◆ **EXTRAIT DU TEXTE**:
LA LITTÉRATURE DU MOYEN AGE

SOUS L'INFLUENCE DE LA BOURGEOISIE

DEPUIS LE GRAND INTERREGNE

JUSQU'A L'AVÉNEMENT DE LA MAISON D'AUTRICHE (1254-1493)

CHAPITRE PREMIER

LA BOURGEOISIE DANS LA LITTÉRATURE

Influence croissante de la bourgeoisie. La poésie se transporte des manoirs féodaux dans l'enceinte des villes. Caractère de la poésie nouvelle.

La noblesse allemande, déjà décimée par les croisades, se ruina pendant le grand interrègne. Les empereurs, qui se succédèrent rapidement depuis la chute des Hohenstaufen jusqu'à l'avénement des Habsbourg, gouvernèrent à peine. Ils dépendaient de leurs vassaux, plutôt qu'ils ne leur commandaient. L'absence de toute autorité reconnue laissa le champ libre aux entreprises privées; toutes les rivalités, toutes les convoitises se heurtèrent, et la noblesse retomba dans l'état de barbarie où elle avait vécu pendant les premiers siècles du moyen âge. L'ancienne loyauté disparut, et, avec elle, les sentiments généreux qui avaient fait l'âme de la poésie chevaleresque.

Entrées enregistrées:

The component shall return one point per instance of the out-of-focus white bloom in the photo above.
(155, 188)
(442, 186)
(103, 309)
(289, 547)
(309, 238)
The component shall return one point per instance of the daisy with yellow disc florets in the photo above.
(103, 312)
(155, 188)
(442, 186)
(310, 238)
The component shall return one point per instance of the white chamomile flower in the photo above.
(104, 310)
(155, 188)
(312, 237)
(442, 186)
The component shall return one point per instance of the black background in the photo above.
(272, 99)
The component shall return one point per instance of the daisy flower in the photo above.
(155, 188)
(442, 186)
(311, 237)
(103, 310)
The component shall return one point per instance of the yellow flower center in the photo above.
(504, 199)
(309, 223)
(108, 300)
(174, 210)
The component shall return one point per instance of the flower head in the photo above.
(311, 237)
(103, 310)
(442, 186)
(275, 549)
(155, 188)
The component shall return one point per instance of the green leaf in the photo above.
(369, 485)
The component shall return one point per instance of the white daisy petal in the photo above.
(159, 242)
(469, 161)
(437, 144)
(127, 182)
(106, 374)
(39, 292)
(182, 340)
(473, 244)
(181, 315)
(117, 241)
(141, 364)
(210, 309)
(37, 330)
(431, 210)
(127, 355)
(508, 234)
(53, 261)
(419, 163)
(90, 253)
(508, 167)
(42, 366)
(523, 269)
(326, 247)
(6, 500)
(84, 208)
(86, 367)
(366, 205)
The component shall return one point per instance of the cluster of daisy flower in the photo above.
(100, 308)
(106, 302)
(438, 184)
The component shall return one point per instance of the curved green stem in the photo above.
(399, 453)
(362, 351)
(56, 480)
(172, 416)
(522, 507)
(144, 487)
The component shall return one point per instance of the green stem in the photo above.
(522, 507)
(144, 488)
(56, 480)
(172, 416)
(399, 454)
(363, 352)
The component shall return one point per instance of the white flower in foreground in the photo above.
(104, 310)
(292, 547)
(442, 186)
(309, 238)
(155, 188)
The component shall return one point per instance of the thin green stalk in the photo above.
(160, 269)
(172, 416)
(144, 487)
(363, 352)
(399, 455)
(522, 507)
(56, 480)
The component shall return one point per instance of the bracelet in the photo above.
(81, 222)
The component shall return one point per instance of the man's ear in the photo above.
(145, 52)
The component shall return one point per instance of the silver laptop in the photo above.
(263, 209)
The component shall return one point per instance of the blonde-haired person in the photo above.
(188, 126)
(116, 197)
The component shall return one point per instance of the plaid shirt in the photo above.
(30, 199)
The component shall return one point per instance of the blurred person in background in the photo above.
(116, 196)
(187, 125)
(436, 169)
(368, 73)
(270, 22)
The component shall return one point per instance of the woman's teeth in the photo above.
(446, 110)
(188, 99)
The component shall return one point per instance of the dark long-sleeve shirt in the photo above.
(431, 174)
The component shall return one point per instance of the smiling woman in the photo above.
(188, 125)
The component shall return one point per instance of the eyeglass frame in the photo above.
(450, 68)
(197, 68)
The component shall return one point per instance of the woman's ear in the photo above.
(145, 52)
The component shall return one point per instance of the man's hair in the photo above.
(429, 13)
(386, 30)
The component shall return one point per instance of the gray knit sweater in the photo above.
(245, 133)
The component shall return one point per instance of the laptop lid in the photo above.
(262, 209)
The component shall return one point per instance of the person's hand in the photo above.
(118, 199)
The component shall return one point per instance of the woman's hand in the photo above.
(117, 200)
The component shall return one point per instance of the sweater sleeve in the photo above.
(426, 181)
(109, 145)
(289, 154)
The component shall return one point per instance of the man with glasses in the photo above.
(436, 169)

◆ **CONSIGNES**:
• 1. D'après le texte sur la littérature du Moyen Âge, pour quelle raison la noblesse allemande retomba-t-elle dans l'état de barbarie pendant le grand interrègne ? Répondez en une à trois phrases.
• 2. Reprenez le texte sur la littérature du Moyen Âge à partir de l'endroit où il s'arrête, en poursuivant son propos.

◆ **RÉPONSES RÉDIGÉES**:
• 1. Les empereurs, qui dépendaient de leurs vassaux plutôt qu'ils ne leur commandaient, gouvernèrent à peine, si bien qu'aucune autorité reconnue ne subsistait. Cette absence laissa le champ libre aux entreprises privées, où toutes les rivalités et toutes les convoitises se heurtèrent, ce qui fit retomber la noblesse dans la barbarie des premiers siècles du Moyen Âge.

• 2.
Dans les guerres de surprise que les seigneurs se faisaient entre eux, les richesses des villes servaient tour à tour à satisfaire la cupidité du vainqueur ou les rancunes du vaincu. Le chevalier gardait toujours son épée; et quand son domaine était envahi, il vivait de rapine. Mais le bourgeois était la proie du premier venu; comme il n'avait aucune place dans la hiérarchie sociale, il pou

vait disparaître sans que personne songeât seulement à le venger. Exposés à tous les hasards d'une guerre incessante, les habitants des villes s'armèrent enfin pour leur propre défense. Ils obtinrent des souverains et des grands vassaux certaines franchises, en échange de l'appui qu'ils leur prêtaient contre une noblesse turbulente. Ils constituèrent un ordre nouveau, qui prit bientôt dans la littérature l'importance qu'il avait acquise dans l'État.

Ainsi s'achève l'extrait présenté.